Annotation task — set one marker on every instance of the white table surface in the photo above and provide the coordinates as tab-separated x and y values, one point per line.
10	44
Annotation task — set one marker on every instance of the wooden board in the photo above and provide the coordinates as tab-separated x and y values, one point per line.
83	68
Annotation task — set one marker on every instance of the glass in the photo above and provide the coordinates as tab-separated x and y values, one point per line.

# # #

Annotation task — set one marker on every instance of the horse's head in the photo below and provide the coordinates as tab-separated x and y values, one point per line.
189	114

# # #

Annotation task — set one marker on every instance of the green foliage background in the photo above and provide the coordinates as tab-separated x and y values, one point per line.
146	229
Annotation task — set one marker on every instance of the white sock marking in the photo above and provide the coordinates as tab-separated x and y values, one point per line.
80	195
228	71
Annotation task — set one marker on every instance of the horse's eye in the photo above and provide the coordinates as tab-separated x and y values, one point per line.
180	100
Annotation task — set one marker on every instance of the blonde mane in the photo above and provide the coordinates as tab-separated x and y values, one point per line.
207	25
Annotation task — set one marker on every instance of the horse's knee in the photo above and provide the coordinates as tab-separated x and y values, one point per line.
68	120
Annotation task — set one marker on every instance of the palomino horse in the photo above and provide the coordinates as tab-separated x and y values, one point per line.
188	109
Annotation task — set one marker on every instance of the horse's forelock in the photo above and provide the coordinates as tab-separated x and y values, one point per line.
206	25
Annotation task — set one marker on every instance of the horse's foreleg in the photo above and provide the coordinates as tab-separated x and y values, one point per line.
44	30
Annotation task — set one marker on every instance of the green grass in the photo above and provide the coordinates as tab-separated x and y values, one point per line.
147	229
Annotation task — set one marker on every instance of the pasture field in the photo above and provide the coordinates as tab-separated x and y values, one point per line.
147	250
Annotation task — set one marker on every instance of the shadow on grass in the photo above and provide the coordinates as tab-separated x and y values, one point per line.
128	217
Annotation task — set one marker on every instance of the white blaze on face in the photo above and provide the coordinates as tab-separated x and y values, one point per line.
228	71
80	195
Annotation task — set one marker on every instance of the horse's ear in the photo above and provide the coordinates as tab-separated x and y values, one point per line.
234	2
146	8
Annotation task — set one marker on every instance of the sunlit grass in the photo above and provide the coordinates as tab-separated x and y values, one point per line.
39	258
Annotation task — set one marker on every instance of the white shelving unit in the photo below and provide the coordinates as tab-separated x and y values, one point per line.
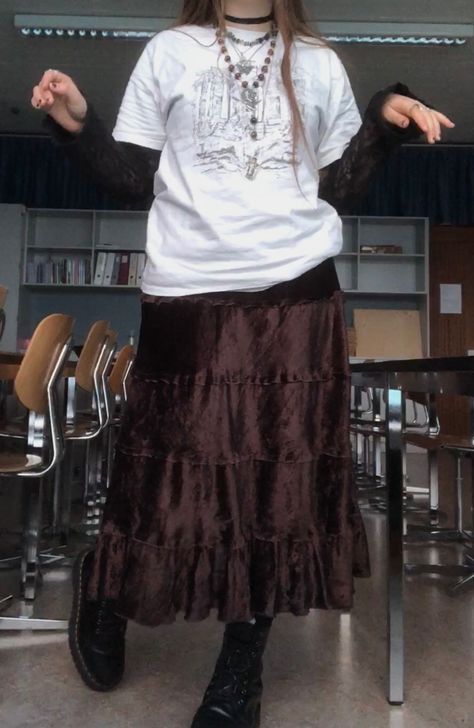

# # #

Only one part of the material above is to be transcribed, namely the lines starting with the line that has "the white table" and going on through the line that has "of the glass", exactly as they stand.

◆ **ANSWER SECTION**
Annotation task — set one marker on every instance of the white table surface in the photo above and provide the coordinates as tab-separated x and y values, one point per line.
10	44
Annotation task — set one marker on every instance of the wooden board in the photo above and provide the coordinates as tab-separated x and y values, one point per line.
83	68
Annotation task — set one marker on every instance of the glass in the photo above and provide the coordinates as tab-separated x and y values, one point per line.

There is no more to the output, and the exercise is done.